- _What you are asked to do_
Every line from the one containing "Target: player in red and black kit" to the final line of the material below must be reproduced exactly; leave out all other lines.

• • • • •

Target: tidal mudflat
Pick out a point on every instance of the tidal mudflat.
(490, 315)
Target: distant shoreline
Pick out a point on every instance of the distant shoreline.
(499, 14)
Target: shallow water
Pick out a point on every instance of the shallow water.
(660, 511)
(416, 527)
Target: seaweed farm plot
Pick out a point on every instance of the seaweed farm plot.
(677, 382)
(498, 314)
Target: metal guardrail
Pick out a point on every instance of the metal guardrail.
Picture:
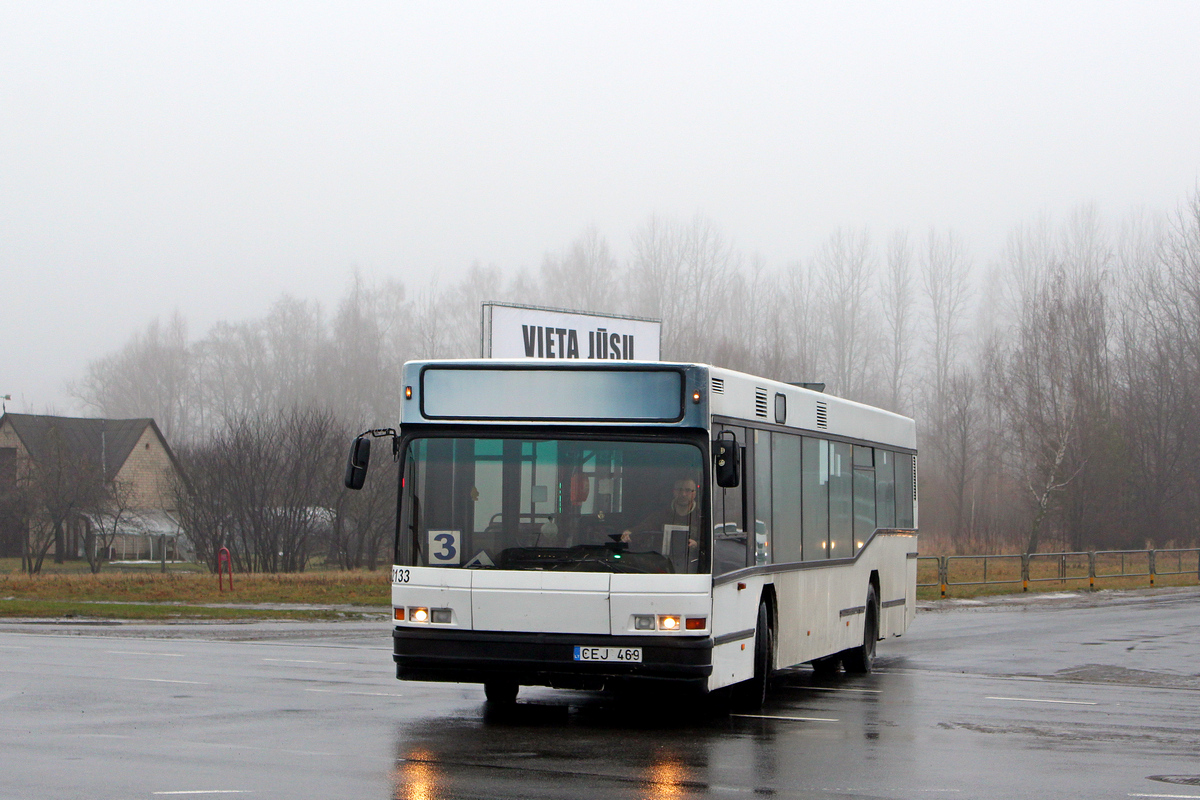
(1043, 567)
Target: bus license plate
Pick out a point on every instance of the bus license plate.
(629, 655)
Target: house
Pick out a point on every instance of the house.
(127, 459)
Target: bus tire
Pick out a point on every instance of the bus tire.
(501, 691)
(861, 660)
(753, 693)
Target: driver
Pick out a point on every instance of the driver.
(683, 510)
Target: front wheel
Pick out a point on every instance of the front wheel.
(753, 693)
(862, 659)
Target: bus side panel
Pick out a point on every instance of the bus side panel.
(735, 615)
(898, 582)
(805, 609)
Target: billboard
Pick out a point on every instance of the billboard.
(511, 331)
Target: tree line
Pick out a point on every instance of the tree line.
(1056, 386)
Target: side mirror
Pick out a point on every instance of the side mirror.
(726, 461)
(357, 464)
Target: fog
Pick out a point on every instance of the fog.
(210, 157)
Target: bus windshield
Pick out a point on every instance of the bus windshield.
(553, 504)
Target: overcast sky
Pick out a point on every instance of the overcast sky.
(208, 157)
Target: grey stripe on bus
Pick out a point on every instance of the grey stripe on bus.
(733, 637)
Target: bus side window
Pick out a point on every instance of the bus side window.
(815, 493)
(841, 500)
(885, 488)
(904, 491)
(763, 527)
(729, 519)
(786, 498)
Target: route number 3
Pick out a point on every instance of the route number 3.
(444, 547)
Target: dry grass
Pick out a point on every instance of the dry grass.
(321, 588)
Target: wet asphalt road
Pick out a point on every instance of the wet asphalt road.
(1062, 696)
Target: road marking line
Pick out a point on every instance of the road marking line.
(333, 691)
(1036, 699)
(105, 735)
(771, 716)
(209, 792)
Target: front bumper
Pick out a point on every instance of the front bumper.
(547, 659)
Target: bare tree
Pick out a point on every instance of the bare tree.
(945, 277)
(585, 277)
(107, 516)
(151, 376)
(897, 302)
(846, 266)
(57, 487)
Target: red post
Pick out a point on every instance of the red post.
(223, 559)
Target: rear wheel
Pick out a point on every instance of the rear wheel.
(501, 691)
(859, 660)
(751, 693)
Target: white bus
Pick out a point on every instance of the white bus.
(589, 525)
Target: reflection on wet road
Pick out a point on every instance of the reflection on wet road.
(1066, 697)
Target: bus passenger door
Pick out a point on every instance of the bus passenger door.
(730, 540)
(735, 602)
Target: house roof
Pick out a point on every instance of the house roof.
(102, 441)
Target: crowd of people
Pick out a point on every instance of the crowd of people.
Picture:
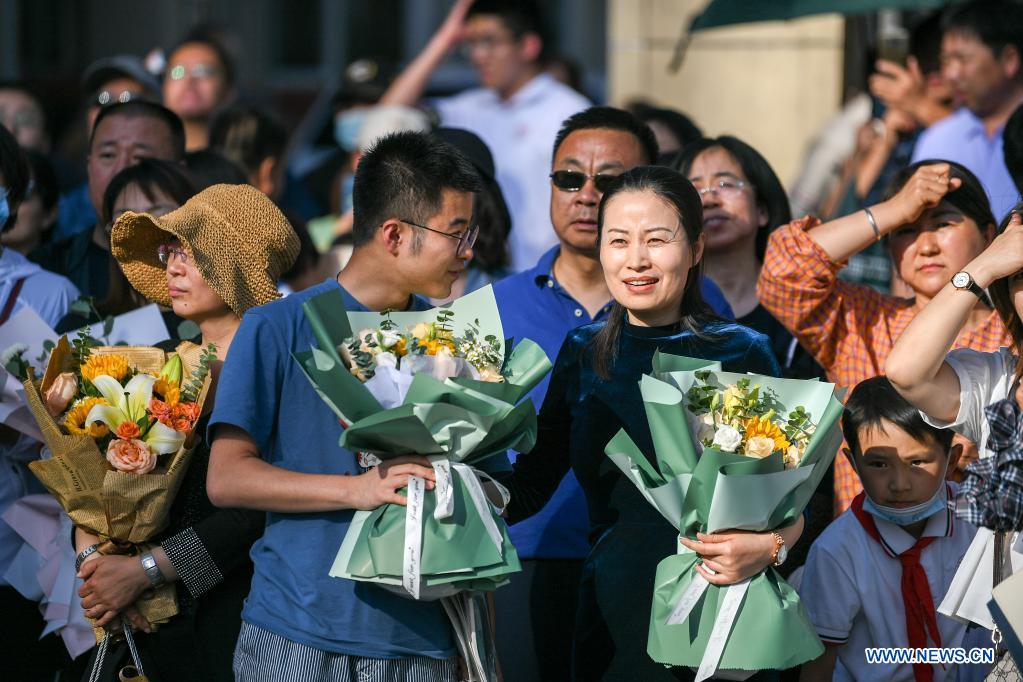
(608, 234)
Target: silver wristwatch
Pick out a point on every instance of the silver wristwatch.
(964, 280)
(151, 569)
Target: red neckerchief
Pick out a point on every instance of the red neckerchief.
(917, 599)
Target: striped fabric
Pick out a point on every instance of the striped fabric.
(848, 328)
(265, 656)
(195, 569)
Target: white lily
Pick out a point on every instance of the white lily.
(128, 403)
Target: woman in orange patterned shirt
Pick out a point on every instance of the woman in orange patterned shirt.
(935, 220)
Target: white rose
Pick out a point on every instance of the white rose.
(491, 373)
(706, 433)
(387, 360)
(389, 338)
(726, 439)
(759, 447)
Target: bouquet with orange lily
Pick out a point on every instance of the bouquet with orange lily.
(730, 452)
(119, 423)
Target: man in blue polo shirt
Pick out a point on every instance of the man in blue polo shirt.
(564, 290)
(275, 442)
(982, 60)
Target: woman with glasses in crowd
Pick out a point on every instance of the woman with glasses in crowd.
(210, 261)
(651, 241)
(152, 186)
(743, 202)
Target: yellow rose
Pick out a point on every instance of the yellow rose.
(732, 398)
(491, 373)
(759, 447)
(792, 457)
(423, 331)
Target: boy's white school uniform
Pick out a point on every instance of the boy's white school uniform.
(852, 590)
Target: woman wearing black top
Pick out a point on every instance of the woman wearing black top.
(211, 260)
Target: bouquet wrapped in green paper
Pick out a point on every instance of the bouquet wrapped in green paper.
(732, 452)
(438, 383)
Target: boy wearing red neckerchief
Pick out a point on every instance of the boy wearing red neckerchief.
(875, 577)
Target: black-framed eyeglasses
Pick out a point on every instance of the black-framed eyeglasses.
(167, 252)
(723, 187)
(573, 181)
(465, 238)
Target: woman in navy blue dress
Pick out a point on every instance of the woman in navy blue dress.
(651, 240)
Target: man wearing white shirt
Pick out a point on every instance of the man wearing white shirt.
(517, 111)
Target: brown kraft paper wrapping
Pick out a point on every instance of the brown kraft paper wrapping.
(124, 509)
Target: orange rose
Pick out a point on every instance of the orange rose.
(186, 411)
(58, 396)
(161, 410)
(131, 456)
(128, 430)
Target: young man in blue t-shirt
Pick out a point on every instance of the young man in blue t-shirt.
(275, 442)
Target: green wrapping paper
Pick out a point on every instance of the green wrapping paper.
(715, 491)
(458, 423)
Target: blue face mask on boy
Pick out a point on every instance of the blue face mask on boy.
(909, 515)
(4, 209)
(346, 128)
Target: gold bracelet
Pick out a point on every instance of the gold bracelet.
(874, 223)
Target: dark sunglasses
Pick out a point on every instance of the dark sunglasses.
(572, 181)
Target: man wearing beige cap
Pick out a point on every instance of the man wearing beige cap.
(275, 442)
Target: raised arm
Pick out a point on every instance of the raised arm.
(239, 478)
(850, 234)
(407, 88)
(917, 364)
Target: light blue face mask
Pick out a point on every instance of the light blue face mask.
(909, 515)
(347, 188)
(346, 128)
(4, 209)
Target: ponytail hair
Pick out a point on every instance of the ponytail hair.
(678, 193)
(1003, 300)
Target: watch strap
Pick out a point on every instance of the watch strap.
(84, 554)
(151, 569)
(779, 544)
(971, 286)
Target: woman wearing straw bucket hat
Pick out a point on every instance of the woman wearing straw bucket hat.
(211, 260)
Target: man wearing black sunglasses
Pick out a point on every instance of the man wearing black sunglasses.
(565, 289)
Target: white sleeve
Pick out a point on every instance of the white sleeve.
(984, 377)
(830, 594)
(454, 110)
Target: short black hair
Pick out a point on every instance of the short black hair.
(14, 174)
(44, 179)
(609, 118)
(402, 177)
(248, 135)
(876, 399)
(143, 108)
(767, 188)
(680, 125)
(925, 43)
(150, 175)
(1013, 147)
(208, 168)
(520, 16)
(210, 37)
(969, 197)
(31, 93)
(994, 23)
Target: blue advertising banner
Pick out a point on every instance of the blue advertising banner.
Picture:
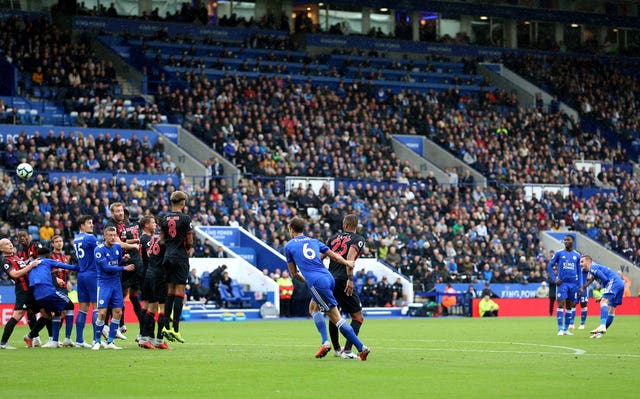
(502, 290)
(16, 130)
(405, 46)
(413, 142)
(246, 253)
(7, 13)
(170, 131)
(228, 236)
(148, 28)
(141, 179)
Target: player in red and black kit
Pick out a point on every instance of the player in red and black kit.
(125, 237)
(27, 251)
(177, 234)
(350, 246)
(62, 277)
(18, 270)
(154, 288)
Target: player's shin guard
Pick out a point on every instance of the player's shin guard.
(604, 313)
(113, 329)
(161, 324)
(40, 324)
(334, 334)
(56, 323)
(569, 317)
(8, 330)
(31, 320)
(150, 323)
(177, 312)
(81, 321)
(137, 308)
(583, 314)
(97, 330)
(349, 334)
(49, 326)
(168, 307)
(355, 324)
(318, 319)
(610, 320)
(94, 320)
(560, 316)
(68, 327)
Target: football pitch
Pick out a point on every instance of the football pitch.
(410, 358)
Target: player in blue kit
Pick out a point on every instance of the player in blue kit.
(84, 244)
(109, 257)
(303, 255)
(46, 294)
(568, 282)
(612, 296)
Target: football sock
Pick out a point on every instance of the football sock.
(94, 319)
(40, 323)
(49, 325)
(610, 320)
(81, 320)
(97, 332)
(8, 330)
(349, 334)
(568, 317)
(168, 307)
(113, 329)
(56, 323)
(604, 313)
(31, 319)
(334, 333)
(68, 321)
(151, 322)
(137, 308)
(178, 303)
(355, 324)
(318, 319)
(161, 324)
(560, 316)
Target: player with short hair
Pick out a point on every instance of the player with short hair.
(612, 295)
(349, 245)
(303, 255)
(27, 250)
(568, 282)
(84, 244)
(17, 269)
(176, 232)
(62, 278)
(154, 288)
(109, 258)
(127, 235)
(47, 296)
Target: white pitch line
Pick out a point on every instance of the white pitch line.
(571, 351)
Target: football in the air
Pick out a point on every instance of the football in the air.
(24, 171)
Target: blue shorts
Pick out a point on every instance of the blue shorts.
(322, 293)
(50, 299)
(567, 291)
(110, 296)
(613, 293)
(87, 287)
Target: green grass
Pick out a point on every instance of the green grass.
(411, 358)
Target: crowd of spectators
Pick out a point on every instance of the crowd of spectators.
(74, 152)
(606, 90)
(432, 231)
(50, 64)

• • • • •

- _Output of the exercise_
Target: player in red and black kit
Pick out a point on every instance of the player in red and black kit.
(125, 237)
(27, 251)
(177, 234)
(350, 246)
(62, 277)
(18, 270)
(154, 288)
Target: player's shin guard
Pick out a point on every instance of the player's shin guard.
(604, 313)
(113, 329)
(161, 324)
(40, 324)
(334, 334)
(56, 323)
(569, 317)
(8, 330)
(31, 320)
(150, 323)
(177, 312)
(81, 321)
(137, 308)
(583, 314)
(97, 330)
(349, 334)
(49, 326)
(168, 307)
(355, 324)
(318, 319)
(610, 320)
(94, 320)
(560, 316)
(68, 327)
Target: football pitch
Pick out a point on every instance of the football pitch.
(410, 358)
Target: player in blue kit
Pick out a point on every instance of the player in blue kit.
(84, 244)
(109, 257)
(303, 255)
(46, 294)
(568, 282)
(612, 296)
Target: football sock
Pick out a point on every instance of the football sock.
(94, 319)
(40, 323)
(49, 325)
(610, 320)
(81, 320)
(97, 332)
(8, 330)
(349, 334)
(568, 317)
(168, 307)
(113, 329)
(56, 323)
(604, 313)
(31, 319)
(334, 333)
(68, 321)
(151, 322)
(137, 308)
(178, 303)
(355, 324)
(318, 319)
(161, 324)
(560, 316)
Target: player with short hair
Pick out a point on every instance of the player with short hair.
(612, 295)
(349, 245)
(303, 255)
(27, 250)
(568, 282)
(84, 244)
(17, 269)
(176, 232)
(62, 278)
(154, 288)
(109, 258)
(127, 235)
(47, 296)
Target: white pitch line
Pick out a point on every instance of the white pitch line.
(571, 351)
Target: football in the air
Pick out a point on every instance of the football in the air.
(24, 171)
Target: blue shorts
Pick out a point on every instance of the blue shorts.
(322, 293)
(50, 299)
(567, 291)
(110, 296)
(613, 293)
(87, 287)
Target: green grass
Pick out a point on every instance of the green grass.
(411, 358)
Target: crowd of spectators
Pick out a point on every instance of the crowd of spectators.
(74, 152)
(606, 90)
(432, 231)
(50, 64)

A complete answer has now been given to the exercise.